### WHAT TO WORK ON
Can you swap "Guideline" for "Instruction" throughout the records below and give them back with everything else unchanged? Leave the pictures out of your answer.

Excerpts of pointing data
____

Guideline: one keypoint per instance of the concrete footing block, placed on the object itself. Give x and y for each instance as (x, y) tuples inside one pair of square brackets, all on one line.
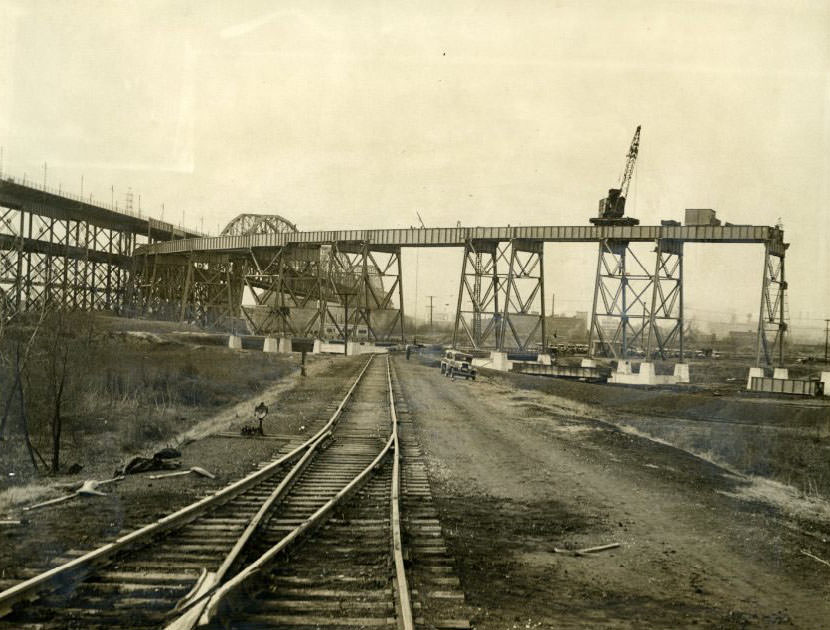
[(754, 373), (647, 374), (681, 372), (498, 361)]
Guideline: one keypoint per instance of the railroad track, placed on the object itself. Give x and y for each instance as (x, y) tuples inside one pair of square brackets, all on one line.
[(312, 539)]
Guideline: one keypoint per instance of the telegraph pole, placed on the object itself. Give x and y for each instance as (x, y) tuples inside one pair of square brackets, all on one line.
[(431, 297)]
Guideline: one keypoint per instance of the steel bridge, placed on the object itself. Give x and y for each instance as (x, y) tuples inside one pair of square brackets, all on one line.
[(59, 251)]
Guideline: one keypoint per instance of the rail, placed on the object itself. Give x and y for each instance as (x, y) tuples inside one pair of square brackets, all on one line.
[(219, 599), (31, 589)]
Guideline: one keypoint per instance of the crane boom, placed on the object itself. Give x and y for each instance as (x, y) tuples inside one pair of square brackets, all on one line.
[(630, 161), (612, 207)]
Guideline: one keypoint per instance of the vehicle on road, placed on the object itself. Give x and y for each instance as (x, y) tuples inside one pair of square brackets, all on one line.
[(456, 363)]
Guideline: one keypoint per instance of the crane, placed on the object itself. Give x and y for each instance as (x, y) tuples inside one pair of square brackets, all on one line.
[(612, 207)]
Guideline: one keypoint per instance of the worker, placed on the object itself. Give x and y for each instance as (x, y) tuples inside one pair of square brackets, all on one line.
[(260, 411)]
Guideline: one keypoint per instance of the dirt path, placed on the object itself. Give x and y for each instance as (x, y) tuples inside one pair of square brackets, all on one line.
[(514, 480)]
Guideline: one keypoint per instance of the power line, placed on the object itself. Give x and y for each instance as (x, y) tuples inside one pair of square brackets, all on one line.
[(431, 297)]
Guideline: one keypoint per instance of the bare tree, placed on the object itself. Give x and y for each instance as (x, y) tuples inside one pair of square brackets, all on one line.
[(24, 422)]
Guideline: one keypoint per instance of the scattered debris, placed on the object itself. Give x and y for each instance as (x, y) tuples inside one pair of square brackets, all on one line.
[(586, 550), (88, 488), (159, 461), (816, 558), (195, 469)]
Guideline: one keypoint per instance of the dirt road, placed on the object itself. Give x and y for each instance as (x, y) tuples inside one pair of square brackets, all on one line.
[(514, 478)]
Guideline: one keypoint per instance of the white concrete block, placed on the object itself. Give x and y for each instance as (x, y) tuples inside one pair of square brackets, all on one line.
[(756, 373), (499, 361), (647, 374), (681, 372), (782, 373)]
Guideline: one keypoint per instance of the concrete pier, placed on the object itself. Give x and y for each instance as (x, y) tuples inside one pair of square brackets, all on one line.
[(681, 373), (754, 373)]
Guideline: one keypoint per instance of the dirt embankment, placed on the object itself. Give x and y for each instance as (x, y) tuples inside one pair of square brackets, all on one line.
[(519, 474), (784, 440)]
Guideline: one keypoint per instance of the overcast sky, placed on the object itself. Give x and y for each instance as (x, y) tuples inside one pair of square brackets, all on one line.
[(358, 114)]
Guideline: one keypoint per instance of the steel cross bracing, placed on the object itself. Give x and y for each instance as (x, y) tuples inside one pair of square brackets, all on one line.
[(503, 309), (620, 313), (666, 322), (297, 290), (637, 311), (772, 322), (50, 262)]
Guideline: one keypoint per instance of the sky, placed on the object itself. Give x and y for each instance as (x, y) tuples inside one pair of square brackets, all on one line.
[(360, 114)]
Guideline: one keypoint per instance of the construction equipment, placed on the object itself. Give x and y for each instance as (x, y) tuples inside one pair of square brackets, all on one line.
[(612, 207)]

____

### EXERCISE OUTPUT
Instruction: one keypoint per instance of the concrete footing block, placed on the object itself. Give x and y for each instance as (x, y) tuples inside one pair of square brackets, all on one line.
[(754, 373), (647, 374), (681, 372), (498, 361)]
Instruction: one keypoint per instance of the railroad track, placed on the object itself. Give x and y for each instance as (x, y) tuples inside one pair of square brackets, all on one line.
[(312, 539)]
Instruction: one keypoint per instance of the telegraph pole, placed on the object itself. Give x and y for each instance as (x, y) tuples inside one pair of square brackets, all on one line.
[(431, 297)]
Instruction: one keypoint per instance of the steel bridge, placed on the object itself. Give x and y for each instance as (x, y) tuples inside one pair of square brackets, all on one line.
[(59, 251)]
Instruction: one keypoint per instance of the rail, placed on the object itself. Give x and y for each instance as (x, y) tuples inside one pair of square brackets, all on one line.
[(219, 599), (31, 589)]
Instruction: one keypoint per instance of the crane boom, placed on the object itself. Give x and y for each instance as (x, y) tuples inside one pair of square brackets, all on one line.
[(630, 161), (612, 207)]
Instruction: one keypoint per instance of the vehicle on road, placed on the object itself. Give x and y for each instance as (x, y) tuples inside one pair of square brackets, all on one line.
[(456, 363)]
Instruction: one keypoint per instance of the crane, placed on the object itself. Give x and y for each instance as (x, y) tuples inside one pair of square brackets, all on one line.
[(612, 207)]
Instruction: one keypoint per instance of the worker, placed on the object itself. Give x and y for each instance as (x, y) tuples inside one pair of square brackets, all on one line.
[(260, 411)]
Instruction: one keypoint per instance of the dirt path, placed on the object itself. Give x and y for each instance as (x, y) tuples inside one pair of square brackets, all on one line.
[(514, 480)]
Instruction: one keypoint per instance of the power line, placed on the object itself. Give x and y for each instance as (x, y) tuples inside one pair of square brackets, all on one line.
[(431, 297)]
Instruction: one keypoint per instance of the bare tree, placed on the object itself. Give x and y for each instance as (x, y) tuples inside one pair of square brackets, all on one line.
[(24, 422)]
Instruction: one keypoint per instance of the scattered debris, placed on the object itself. Give x and y for each instance as (x, y) tuples inside one pair of square brackets, all on one line.
[(586, 550), (88, 488), (159, 461), (816, 558), (195, 469)]
Instruction: one keypoint per instance of the dirt road, placed on the object itself. Give x and y for each instance as (x, y) tuples inside one pair of square brackets, all on one line.
[(514, 478)]
Instruction: one keypoint per instance of the white concrete block, placed on the object itself. Give x and y for each instance as (x, y) tuples inside one pair of square brackets, all on one line.
[(756, 373), (499, 361), (647, 374), (681, 372), (782, 373)]
Instruction: one keypoint per instance of the concrete pier, placed on the object itself. Give x and y for each instance as (x, y) tuples inside one pair of square brackets, all on one line.
[(681, 373), (754, 373)]
Instruction: one keypoint per instance of the dirt embankment, placed on the object itself. Give x and y for each instance as (x, y) tuples inside one pair of square brackets, all on one line.
[(519, 474), (784, 440)]
Instruction: one keypoint per instance of the overcast sky, placed on the object itself. Give x and y for each instance as (x, y) tuples inside one pair of square brackets, all on one line.
[(358, 114)]
Instruction: one keypoint per instance of the steel cross bracing, placed on the object itself. Give x and y for each instance as (x, y) tuples inside one pair of square brackets, all on one line.
[(503, 309), (620, 313), (666, 322), (297, 290), (637, 311), (772, 322), (50, 262)]
Instruction: one keypoint per instance of the sky, placed on the object itself. Give x and y for each instance as (x, y) tuples inside one pair of square brackets, all on one line.
[(360, 114)]
Instruction: one keypoint per instance of the construction equipment, placed on the object itself. Give x and y for each instance as (x, y) tuples inside one pair of square brackets, all on one line.
[(612, 207)]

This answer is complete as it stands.